• WRITTEN PROBLEM
Skip all pictures. Set down only the lines starting at the line containing "Request = locate the bus front" and running to the end of the listing.

• RAW DATA

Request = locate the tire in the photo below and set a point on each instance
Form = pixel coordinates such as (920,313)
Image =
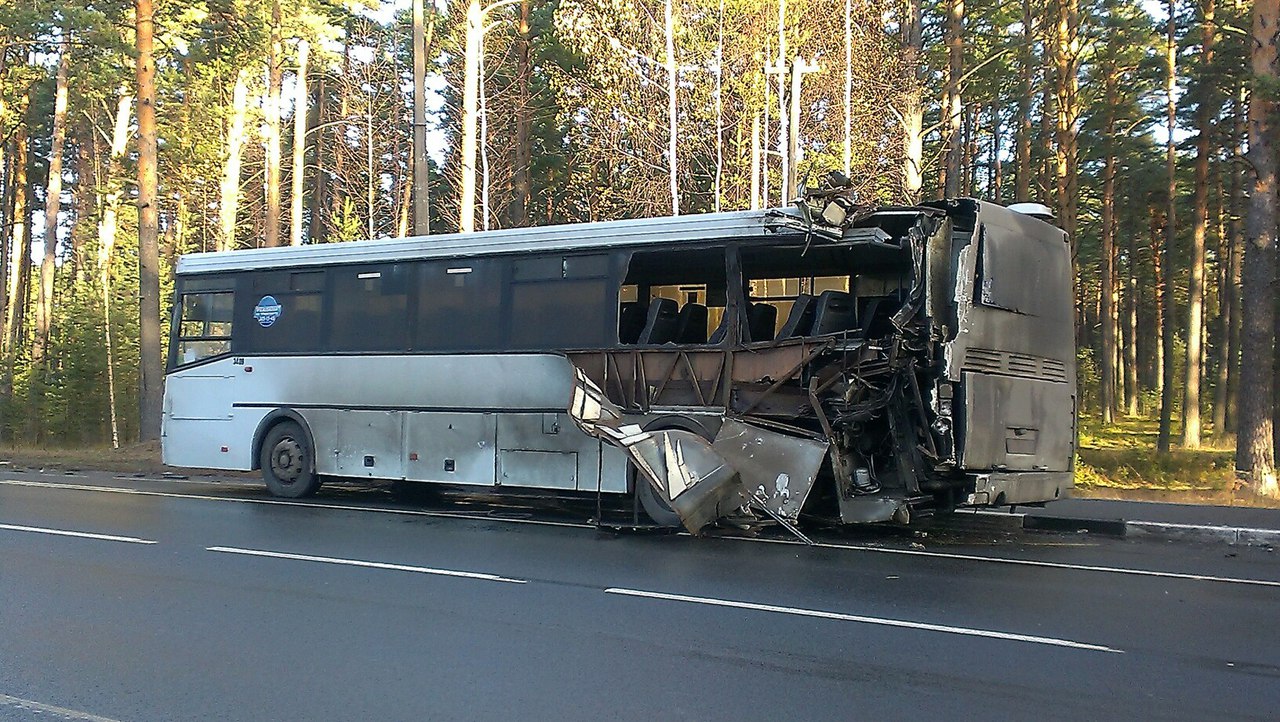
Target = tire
(288,462)
(654,506)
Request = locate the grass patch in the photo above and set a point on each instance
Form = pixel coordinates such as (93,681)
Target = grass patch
(141,457)
(1120,461)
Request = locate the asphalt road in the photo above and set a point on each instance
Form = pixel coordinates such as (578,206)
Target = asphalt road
(138,599)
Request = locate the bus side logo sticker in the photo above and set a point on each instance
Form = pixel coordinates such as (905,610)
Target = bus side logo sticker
(268,311)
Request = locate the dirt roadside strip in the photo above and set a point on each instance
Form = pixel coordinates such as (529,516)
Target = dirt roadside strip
(1151,520)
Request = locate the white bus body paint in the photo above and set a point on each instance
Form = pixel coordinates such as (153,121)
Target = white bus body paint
(17,702)
(284,503)
(881,621)
(364,563)
(77,534)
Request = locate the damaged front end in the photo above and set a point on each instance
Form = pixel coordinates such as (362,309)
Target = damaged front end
(860,411)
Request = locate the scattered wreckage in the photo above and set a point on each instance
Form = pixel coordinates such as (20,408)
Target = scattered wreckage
(942,377)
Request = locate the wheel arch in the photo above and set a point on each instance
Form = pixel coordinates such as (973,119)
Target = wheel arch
(272,419)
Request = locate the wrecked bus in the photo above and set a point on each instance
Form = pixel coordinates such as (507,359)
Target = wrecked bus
(827,361)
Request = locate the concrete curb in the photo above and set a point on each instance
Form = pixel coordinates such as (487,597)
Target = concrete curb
(1153,530)
(1238,535)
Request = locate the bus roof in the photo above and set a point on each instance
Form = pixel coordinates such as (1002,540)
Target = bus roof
(602,234)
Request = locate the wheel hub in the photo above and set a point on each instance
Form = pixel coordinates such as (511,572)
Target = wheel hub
(287,460)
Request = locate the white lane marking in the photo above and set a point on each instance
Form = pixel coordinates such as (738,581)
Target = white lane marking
(286,503)
(571,525)
(881,621)
(364,563)
(78,534)
(31,705)
(1023,562)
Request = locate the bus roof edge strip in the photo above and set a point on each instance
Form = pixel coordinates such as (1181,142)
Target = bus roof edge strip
(568,237)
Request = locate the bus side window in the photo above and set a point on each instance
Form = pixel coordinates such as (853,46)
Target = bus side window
(673,297)
(205,325)
(561,302)
(458,305)
(370,309)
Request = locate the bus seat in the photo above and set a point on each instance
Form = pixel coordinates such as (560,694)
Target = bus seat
(662,324)
(874,314)
(836,312)
(800,318)
(762,319)
(630,321)
(721,330)
(691,324)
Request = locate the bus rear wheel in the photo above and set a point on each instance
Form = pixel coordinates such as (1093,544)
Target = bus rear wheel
(287,462)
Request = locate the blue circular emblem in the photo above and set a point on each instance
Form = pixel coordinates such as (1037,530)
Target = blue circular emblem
(268,311)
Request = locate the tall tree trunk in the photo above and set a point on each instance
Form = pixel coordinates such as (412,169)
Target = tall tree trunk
(316,200)
(1130,347)
(913,105)
(995,188)
(406,201)
(1166,296)
(1235,232)
(1027,68)
(951,103)
(1255,449)
(755,161)
(1109,236)
(300,145)
(672,165)
(1200,225)
(7,201)
(106,231)
(1066,106)
(272,117)
(421,200)
(53,205)
(151,373)
(229,202)
(19,231)
(338,193)
(720,108)
(784,126)
(848,151)
(1226,289)
(86,181)
(1157,277)
(470,103)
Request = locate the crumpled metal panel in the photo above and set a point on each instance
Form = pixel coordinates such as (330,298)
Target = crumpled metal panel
(777,471)
(704,480)
(688,473)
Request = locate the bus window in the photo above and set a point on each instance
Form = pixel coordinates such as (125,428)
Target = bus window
(458,306)
(370,309)
(809,291)
(282,315)
(561,302)
(822,291)
(673,297)
(205,327)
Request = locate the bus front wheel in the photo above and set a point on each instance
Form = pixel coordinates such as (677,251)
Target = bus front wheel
(288,466)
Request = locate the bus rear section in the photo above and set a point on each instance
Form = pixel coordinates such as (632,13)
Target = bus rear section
(920,360)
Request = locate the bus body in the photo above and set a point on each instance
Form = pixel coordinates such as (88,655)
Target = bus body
(854,364)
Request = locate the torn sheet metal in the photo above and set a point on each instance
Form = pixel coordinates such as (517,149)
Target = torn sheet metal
(777,471)
(689,475)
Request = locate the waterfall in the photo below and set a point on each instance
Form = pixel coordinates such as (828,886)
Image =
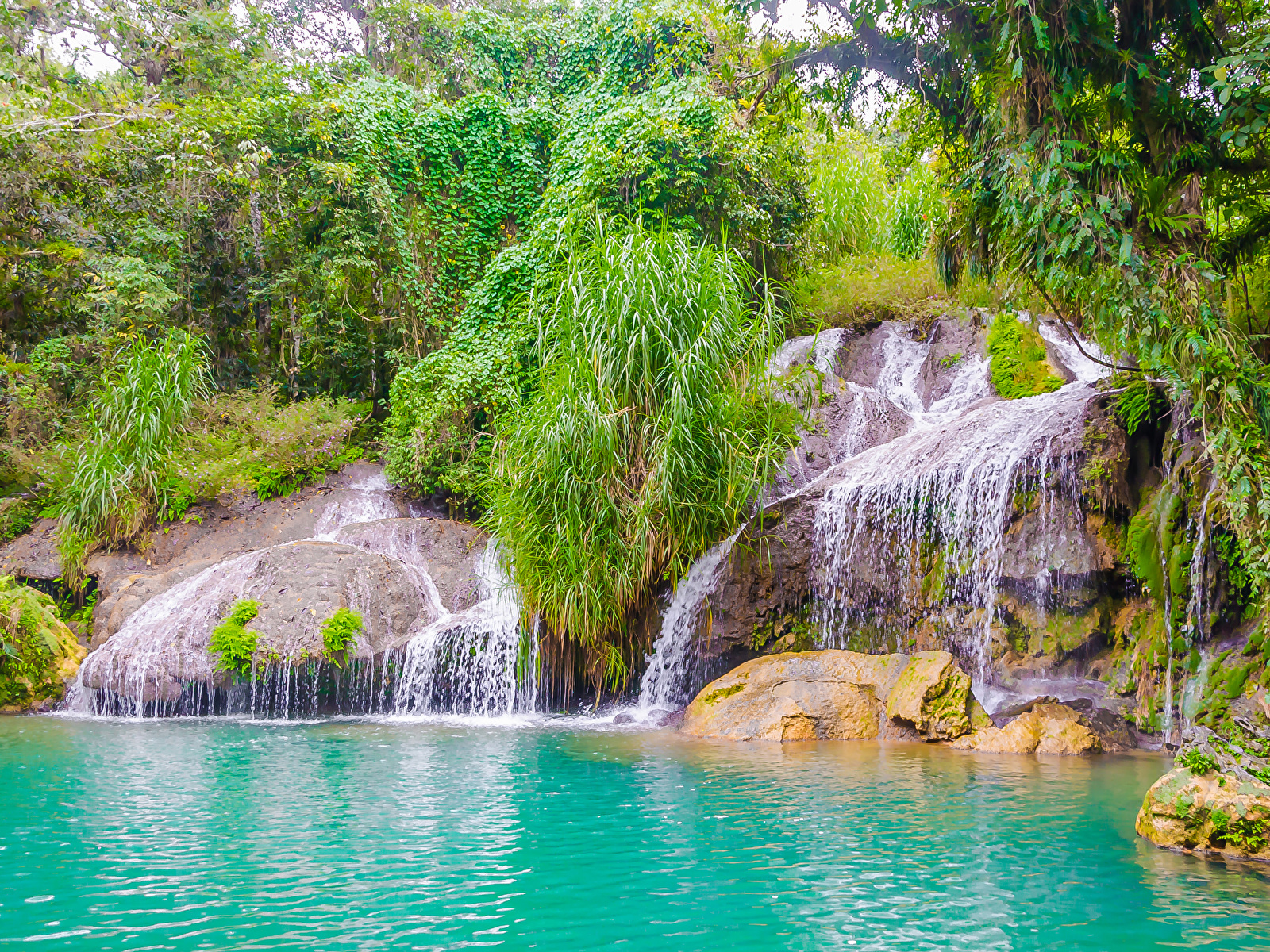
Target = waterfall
(158,662)
(670,670)
(159,657)
(479,662)
(370,501)
(921,520)
(944,492)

• RESULT OF THIS EXERCISE
Request = locate the bus front wheel in the photo above and set a point on each instance
Form = pixel coordinates such as (677,251)
Target = bus front wheel
(288,466)
Request = locate the bus rear section in the photo above and set a point on each instance
Form = pixel coordinates such as (632,13)
Target = bus rear section
(920,360)
Request = locate the bus body in the photo above and set a point on each instance
Form = pixel coordinates such as (88,655)
Target = bus body
(854,364)
Request = locate the torn sheet metal in the photo above and set a point on each instance
Form = pixel coordinates such as (517,149)
Target = torn sheet metal
(777,471)
(689,475)
Request = locate the waterfall in the photo below and set a point on each instance
Form = pixel coordinates such as (828,886)
Image =
Target = waterfall
(158,662)
(670,670)
(159,657)
(479,662)
(370,501)
(921,520)
(944,492)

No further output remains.